=== Section Start ===

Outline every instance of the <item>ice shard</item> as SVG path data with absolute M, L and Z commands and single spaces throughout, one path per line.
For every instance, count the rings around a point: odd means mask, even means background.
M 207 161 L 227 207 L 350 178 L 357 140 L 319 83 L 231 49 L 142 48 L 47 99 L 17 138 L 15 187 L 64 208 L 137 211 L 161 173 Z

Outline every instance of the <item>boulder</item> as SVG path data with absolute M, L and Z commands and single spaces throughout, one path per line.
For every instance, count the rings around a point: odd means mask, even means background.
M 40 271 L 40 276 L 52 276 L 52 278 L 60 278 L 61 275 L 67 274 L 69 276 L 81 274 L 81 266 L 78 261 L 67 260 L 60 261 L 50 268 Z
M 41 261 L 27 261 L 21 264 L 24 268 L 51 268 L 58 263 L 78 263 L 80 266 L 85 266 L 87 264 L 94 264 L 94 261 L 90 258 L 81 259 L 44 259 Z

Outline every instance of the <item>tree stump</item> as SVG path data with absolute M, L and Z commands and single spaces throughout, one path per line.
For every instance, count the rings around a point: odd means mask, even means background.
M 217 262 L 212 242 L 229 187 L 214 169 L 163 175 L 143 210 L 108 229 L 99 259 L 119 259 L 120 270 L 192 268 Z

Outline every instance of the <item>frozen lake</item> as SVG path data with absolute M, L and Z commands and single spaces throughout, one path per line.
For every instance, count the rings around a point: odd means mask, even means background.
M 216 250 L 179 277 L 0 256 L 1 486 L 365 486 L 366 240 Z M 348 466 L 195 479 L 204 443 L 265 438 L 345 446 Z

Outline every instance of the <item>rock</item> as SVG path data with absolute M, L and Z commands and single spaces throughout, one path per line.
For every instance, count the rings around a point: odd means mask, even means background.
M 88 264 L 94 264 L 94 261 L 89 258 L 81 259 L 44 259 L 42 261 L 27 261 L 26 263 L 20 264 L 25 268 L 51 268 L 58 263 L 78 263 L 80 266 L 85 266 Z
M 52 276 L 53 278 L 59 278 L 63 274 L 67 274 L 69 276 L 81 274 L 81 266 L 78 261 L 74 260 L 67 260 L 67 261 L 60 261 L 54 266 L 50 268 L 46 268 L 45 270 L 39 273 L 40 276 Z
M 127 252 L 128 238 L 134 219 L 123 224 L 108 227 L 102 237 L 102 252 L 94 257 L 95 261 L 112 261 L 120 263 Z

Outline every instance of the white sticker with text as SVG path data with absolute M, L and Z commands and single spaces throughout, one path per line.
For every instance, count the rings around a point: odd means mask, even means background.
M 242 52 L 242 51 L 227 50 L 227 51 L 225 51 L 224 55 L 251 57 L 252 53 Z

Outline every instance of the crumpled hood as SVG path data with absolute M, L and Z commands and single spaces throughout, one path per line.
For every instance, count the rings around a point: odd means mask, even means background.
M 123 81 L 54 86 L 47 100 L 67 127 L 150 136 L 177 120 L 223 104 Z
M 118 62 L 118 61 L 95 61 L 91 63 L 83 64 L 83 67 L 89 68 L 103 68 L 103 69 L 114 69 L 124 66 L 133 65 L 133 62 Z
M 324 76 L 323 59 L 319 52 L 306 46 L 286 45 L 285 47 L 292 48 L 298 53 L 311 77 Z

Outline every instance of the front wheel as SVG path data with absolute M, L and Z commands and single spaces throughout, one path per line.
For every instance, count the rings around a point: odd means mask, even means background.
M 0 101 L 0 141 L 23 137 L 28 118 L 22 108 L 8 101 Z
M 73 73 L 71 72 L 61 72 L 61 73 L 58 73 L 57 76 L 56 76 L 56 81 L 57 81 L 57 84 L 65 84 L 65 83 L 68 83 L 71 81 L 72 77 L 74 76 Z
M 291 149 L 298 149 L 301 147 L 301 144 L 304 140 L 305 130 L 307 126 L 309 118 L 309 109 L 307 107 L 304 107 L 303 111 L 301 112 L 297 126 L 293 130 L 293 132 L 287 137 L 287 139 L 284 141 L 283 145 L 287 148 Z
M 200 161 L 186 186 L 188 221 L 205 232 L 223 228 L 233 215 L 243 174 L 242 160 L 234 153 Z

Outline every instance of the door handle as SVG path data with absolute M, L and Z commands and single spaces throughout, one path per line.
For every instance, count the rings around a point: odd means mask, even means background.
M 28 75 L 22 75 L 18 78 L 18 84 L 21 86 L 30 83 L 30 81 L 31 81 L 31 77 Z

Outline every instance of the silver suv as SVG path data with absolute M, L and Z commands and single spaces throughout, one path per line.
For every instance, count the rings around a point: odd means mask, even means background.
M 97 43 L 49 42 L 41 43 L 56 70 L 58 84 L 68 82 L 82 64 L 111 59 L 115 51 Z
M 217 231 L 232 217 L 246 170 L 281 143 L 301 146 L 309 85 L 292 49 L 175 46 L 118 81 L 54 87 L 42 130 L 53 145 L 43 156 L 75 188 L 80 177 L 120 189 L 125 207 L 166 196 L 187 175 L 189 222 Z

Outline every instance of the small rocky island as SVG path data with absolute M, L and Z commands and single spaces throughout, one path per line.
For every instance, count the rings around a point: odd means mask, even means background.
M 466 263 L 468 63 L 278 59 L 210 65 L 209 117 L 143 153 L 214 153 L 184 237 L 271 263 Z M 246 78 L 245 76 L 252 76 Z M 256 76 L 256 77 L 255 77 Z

=== Section End ===

● **YOUR GOAL**
Stopping at the line containing "Outline every instance of the <item>rock</item>", please repeat exactly every line from the very start of the entries, that line included, and nothing more.

● **YOUR SOLUTION**
Outline every instance of the <item>ice shard</item> as SVG path data with absolute M, L and Z commands and single spaces throughout, one path per line.
For every instance, count the rings around a point: odd means mask, even means background.
M 207 161 L 227 207 L 350 178 L 357 140 L 319 83 L 231 49 L 142 48 L 47 99 L 17 138 L 15 187 L 64 208 L 137 211 L 161 173 Z

Outline every instance of the <item>boulder</item> as SVG path data with absolute M, L and Z commands and single spaces throughout, one path per line.
For every instance, count the rings around a point: odd means mask, even means background.
M 40 271 L 40 276 L 52 276 L 52 278 L 60 278 L 61 275 L 67 274 L 69 276 L 81 274 L 81 266 L 78 261 L 67 260 L 60 261 L 50 268 Z
M 41 261 L 27 261 L 21 264 L 24 268 L 51 268 L 58 263 L 78 263 L 80 266 L 85 266 L 87 264 L 94 264 L 94 261 L 90 258 L 81 259 L 44 259 Z

Outline every instance of the <item>tree stump</item> as SVG path data with absolute M, L and Z commands and single spaces throughout, one path per line.
For every instance, count the rings around a point: odd means mask, even means background.
M 217 262 L 212 242 L 229 187 L 214 169 L 163 175 L 143 210 L 108 229 L 99 259 L 119 259 L 120 270 L 192 268 Z

Outline every instance of the <item>frozen lake</item> as SVG path data with absolute M, L and Z commands and single spaces throughout, one path per line.
For every instance, count the rings around a point: odd means mask, even means background.
M 216 250 L 179 277 L 0 256 L 1 486 L 365 486 L 366 240 Z M 348 466 L 195 479 L 204 443 L 265 438 L 345 446 Z

Outline every instance of the <item>rock</item> as SVG path data with absolute M, L and Z commands and single spaces throughout, one path per line.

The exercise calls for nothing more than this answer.